To do —
[1] According to the passage about Michael Corleone Blanco, in what year did authorities catch up with Griselda Blanco?
[2] Quote the passage about Michael Corleone Blanco between "Imagine being 12-years-old" and "of $2 billion.", inclusive.

Passage to read —
Imagine being 12-years-old while your mother and brothers are in prison, and your father is dead. Michael Corleone Blanco hadn't even reached his teenage years, but he was already taking on the family business: drug trafficking narcotics. His mother, Griselda Blanco— also known as La Madrina or the Cocaine Godmother— is one of the most notorious drug lords in cartel history. She led the drug trade between Colombia and Miami, and in her heyday, it's believed that she had a net worth estimated in excess of $2 billion.
Yet, authorities caught up with Griselda in 1985 and she was sentenced to ten years in prison. In order to keep her operation running like clockwork, Griselda called on her 12-year-old son to help her. Michael took on the responsibilities of his family, igniting his criminal career for decades to come. He drifted in and out of trouble with the law, endured multiple stints behind bars, buried 22 members of his family, and avoided assassination attempts on his life; but it was when his mother was shot and killed in Colombia in 2012 that he decided it was truly time for a change.

Data excerpt —
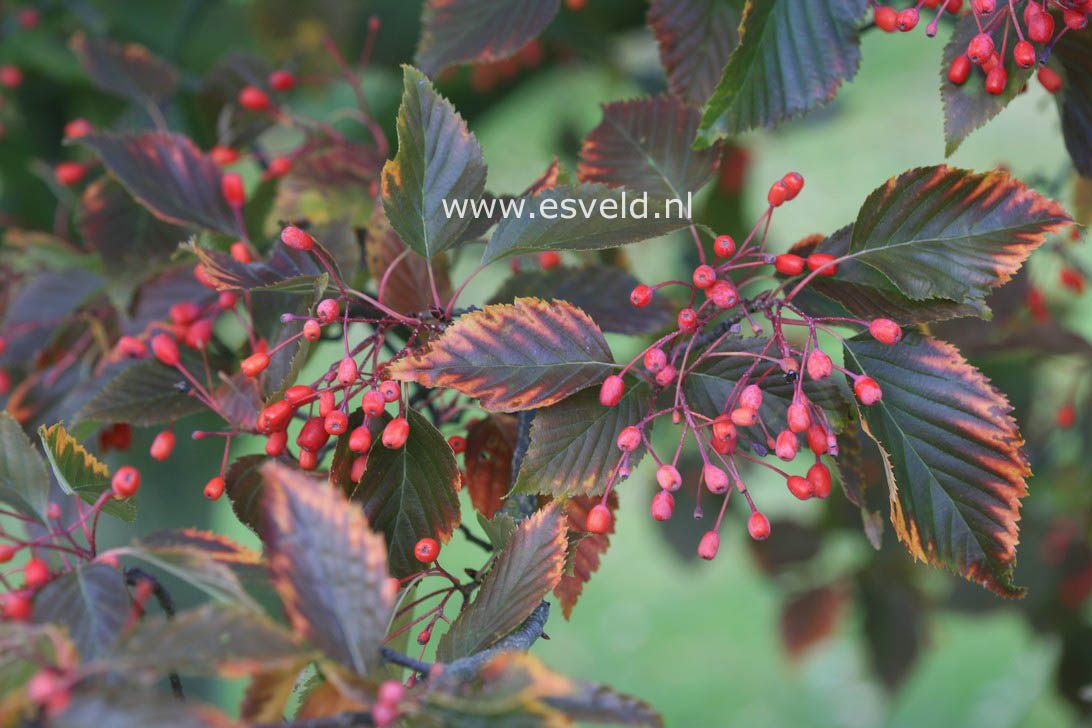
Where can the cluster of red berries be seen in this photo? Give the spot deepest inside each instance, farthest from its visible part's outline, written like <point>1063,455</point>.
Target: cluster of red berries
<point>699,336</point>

Solutions to the tasks —
[1] 1985

[2]
Imagine being 12-years-old while your mother and brothers are in prison, and your father is dead. Michael Corleone Blanco hadn't even reached his teenage years, but he was already taking on the family business: drug trafficking narcotics. His mother, Griselda Blanco— also known as La Madrina or the Cocaine Godmother— is one of the most notorious drug lords in cartel history. She led the drug trade between Colombia and Miami, and in her heyday, it's believed that she had a net worth estimated in excess of $2 billion.